◆ Items
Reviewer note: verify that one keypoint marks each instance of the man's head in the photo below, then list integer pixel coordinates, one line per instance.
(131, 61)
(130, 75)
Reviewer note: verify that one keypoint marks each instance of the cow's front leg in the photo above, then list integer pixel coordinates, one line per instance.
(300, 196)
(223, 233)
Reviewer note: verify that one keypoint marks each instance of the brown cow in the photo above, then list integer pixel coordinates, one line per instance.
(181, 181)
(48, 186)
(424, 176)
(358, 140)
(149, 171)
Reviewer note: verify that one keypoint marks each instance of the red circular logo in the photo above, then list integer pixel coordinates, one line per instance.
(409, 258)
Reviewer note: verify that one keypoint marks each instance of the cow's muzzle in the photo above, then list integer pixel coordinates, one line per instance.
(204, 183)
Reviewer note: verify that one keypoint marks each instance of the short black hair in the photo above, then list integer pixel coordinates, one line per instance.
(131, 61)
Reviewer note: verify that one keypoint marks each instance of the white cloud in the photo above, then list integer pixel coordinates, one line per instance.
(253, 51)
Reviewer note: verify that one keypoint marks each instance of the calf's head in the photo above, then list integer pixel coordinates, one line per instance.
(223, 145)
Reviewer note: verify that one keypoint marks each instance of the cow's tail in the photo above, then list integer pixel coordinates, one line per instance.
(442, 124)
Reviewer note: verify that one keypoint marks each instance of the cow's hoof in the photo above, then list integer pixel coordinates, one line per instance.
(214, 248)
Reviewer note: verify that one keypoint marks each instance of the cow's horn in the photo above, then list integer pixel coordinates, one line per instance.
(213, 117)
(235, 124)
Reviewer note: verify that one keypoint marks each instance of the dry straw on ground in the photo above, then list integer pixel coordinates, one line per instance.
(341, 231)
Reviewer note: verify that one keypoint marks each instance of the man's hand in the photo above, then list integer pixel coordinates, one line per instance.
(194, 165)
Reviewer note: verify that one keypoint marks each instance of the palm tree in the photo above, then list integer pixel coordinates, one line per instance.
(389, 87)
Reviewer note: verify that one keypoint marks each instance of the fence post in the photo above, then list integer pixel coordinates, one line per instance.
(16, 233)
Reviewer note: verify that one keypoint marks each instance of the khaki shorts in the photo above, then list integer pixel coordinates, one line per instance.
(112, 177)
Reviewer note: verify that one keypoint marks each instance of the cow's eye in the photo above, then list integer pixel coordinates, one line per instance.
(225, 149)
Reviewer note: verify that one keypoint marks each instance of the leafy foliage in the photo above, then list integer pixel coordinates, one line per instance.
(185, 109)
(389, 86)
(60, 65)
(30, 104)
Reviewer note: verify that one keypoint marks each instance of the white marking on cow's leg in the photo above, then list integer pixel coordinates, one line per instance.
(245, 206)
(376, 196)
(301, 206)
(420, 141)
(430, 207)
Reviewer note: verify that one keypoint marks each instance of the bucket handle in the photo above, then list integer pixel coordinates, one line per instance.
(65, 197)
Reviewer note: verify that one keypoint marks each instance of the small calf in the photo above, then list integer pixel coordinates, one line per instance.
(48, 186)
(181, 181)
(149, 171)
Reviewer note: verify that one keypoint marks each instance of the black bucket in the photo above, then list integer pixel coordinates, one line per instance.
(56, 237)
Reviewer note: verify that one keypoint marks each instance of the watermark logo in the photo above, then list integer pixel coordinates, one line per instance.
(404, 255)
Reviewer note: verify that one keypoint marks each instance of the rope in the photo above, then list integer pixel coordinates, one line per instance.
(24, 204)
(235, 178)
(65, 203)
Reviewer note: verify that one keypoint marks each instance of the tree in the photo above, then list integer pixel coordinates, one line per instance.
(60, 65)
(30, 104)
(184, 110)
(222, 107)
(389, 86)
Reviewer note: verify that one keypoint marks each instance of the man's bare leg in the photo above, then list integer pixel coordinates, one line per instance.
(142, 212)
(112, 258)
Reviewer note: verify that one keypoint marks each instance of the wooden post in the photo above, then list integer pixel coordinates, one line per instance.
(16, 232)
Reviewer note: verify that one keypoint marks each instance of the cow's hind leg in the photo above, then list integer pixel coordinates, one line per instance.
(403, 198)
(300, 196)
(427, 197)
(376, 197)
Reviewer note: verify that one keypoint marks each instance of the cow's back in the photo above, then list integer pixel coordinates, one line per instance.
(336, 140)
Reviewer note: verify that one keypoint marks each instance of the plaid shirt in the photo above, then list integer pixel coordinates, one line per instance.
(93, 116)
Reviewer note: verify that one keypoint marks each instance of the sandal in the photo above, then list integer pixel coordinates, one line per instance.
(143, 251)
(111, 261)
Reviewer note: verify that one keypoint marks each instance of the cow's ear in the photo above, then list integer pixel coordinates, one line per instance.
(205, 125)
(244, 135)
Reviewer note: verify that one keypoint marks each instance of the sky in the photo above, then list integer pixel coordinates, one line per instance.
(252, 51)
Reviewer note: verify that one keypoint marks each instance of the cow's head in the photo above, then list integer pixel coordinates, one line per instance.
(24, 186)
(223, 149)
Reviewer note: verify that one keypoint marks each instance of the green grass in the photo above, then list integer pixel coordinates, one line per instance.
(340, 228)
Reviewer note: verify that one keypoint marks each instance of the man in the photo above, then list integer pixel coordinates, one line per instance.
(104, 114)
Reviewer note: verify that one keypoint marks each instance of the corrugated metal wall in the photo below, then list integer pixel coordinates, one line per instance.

◆ What you will do
From the listing above, reproduce all the lines exactly.

◆ Answer
Reviewer note: verify that one keypoint marks each instance of the man's head in the photo below, then list integer pixel coordinates, one line per instance.
(131, 61)
(130, 75)
Reviewer note: verify that one keypoint marks each instance of the cow's front leg in the photo above, then list integer pixel coordinates, one line per instance.
(300, 196)
(223, 233)
Reviewer note: verify that one keypoint marks each instance of the brown cow in the photo above, then list integer pixel coordinates, one line per instance.
(181, 181)
(48, 186)
(424, 176)
(358, 140)
(149, 171)
Reviewer note: verify that one keypoint marks each instance of the red circular logo in the photo above, then list integer pixel coordinates, one line per instance.
(409, 258)
Reviewer note: verify that one keypoint marks each instance of the cow's muzzle in the photo above, then list integer pixel coordinates, one line per instance.
(204, 183)
Reviewer note: verify that one keypoint marks each instance of the short black hair in the photo above, then list integer pixel coordinates, one line per instance.
(131, 61)
Reviewer note: verify that one keypoint marks each instance of the white cloud in the photo above, then list integer pixel coordinates, one line per instance.
(253, 51)
Reviewer note: verify that one keypoint marks each instance of the calf's head in the photo above, then list integer pixel coordinates, one line per instance.
(223, 145)
Reviewer note: verify that one keypoint marks each instance of the cow's tail in the photo above, then list integer pixel coordinates, one line per instance.
(442, 124)
Reviewer note: verify that one keypoint marks each instance of the cow's hoof in the photo above, then list integer pixel coordinates, one line per instance.
(214, 248)
Reviewer note: verify that one keypoint marks each instance of the cow's horn in the photo above, then list integer pixel coordinates, one line per instance.
(213, 117)
(235, 124)
Reviewer note: verify that one keypoint marks each instance of the dry straw on ground in the photo above, then list integer pixel coordinates, one line per instance.
(341, 231)
Reviewer note: verify that one keypoint marks each instance of the man's hand in the photo above, then list integer pixel coordinates, one line per instance.
(194, 165)
Reviewer note: verify that one keypoint marks each instance of the palm tree in the photo above, then list integer pixel coordinates, one line per instance.
(389, 87)
Reviewer note: verify that one keypoint marks each instance of the fence post in the photo above, then list integer pixel coordinates, one line per instance.
(16, 233)
Reviewer note: verify that one keypoint marks each instance of the khaki shorts in the photo above, then list integer pixel coordinates, one line per instance.
(112, 177)
Reviewer note: verify that one keypoint marks each instance of the cow's eye in the photo above, then list integer pixel coordinates, one line per instance.
(225, 149)
Reviewer note: verify that one keypoint marks each instance of the leafy foliage in the photo above, then list integer pixel coordinates, one line per instance.
(185, 109)
(389, 86)
(60, 65)
(30, 104)
Reviewer note: verify that one keypoint marks each instance of the white marking on cow's leg in the photo above, then list integer pixel coordinates, one line per instance.
(245, 206)
(376, 196)
(301, 206)
(420, 141)
(430, 207)
Reviewer note: verify that one keypoint marks each instance of the bucket handle in the photo above, then list integer pixel coordinates, one line per instance.
(65, 197)
Reviewer note: verify that one keypoint marks each instance of the small calf in the photo above, then list integer pixel coordinates, one line per instance.
(48, 186)
(181, 181)
(149, 171)
Reviewer note: verify that one keypoint marks each instance of the black bucket in the photo above, then list integer pixel coordinates, one line per instance.
(56, 237)
Reviewer note: verify that one keypoint marks each instance of the watermark logo in the photo above, then list integer pixel coordinates, one line per instance.
(404, 255)
Reviewer note: verify that one keypoint marks each instance of the rope in the photo above, then list integer pixel coordinates, one line per instance.
(24, 204)
(235, 178)
(65, 203)
Reviewer note: verify that one keypoint marks each instance of the tree in the photo above, then list integer pixel coordinates, one line per instance.
(60, 65)
(30, 104)
(184, 110)
(222, 107)
(389, 86)
Reviewer note: verify that one keypoint marks each instance of the man's bare leg in the photo above, then list integer pixel coordinates, one line per instance.
(142, 212)
(112, 258)
Reviewer note: verify that one keypoint marks each instance of the wooden post in the photo above, then list integer pixel coordinates, one line per instance.
(16, 232)
Reviewer note: verify that one keypoint marks each instance of the cow's hind leg in the photo above, then list integer pixel coordinates, one line per instance.
(403, 198)
(300, 196)
(427, 197)
(376, 197)
Reviewer note: verify that one keypoint marks each instance of the cow's back in the photo above, then list integer pixel coordinates, one line per instance.
(336, 140)
Reviewer note: verify that one keypoint marks each instance of the plaid shirt in the photo above, then list integer pixel coordinates, one line per instance.
(93, 116)
Reviewer note: verify that one keypoint marks each instance of the sandal in the photo above, then list integer pixel coordinates, one line per instance.
(143, 251)
(111, 261)
Reviewer note: verify that one keypoint marks each instance of the cow's ear in the photo above, then list integer pixel coordinates, one line per instance.
(205, 125)
(244, 135)
Reviewer note: verify that one keypoint marks each instance of the sky in the photo above, then list integer pixel coordinates, one line per instance.
(252, 51)
Reviewer note: verify that one keypoint marks each instance of the cow's head in the photo above, then list integer pixel coordinates, one line per instance.
(24, 186)
(223, 149)
Reviewer note: verify that one keypoint marks each instance of the green grass in the photo above, then list integer pixel coordinates, one line per instance.
(340, 228)
Reviewer note: verify that one keypoint marks each instance of the man in the photo above, then list integer pixel coordinates, one line per instance.
(104, 114)
Reviewer note: verify that one keypoint marks each instance of the corrugated metal wall in the photo below, then list integer pixel coordinates, one line per instance.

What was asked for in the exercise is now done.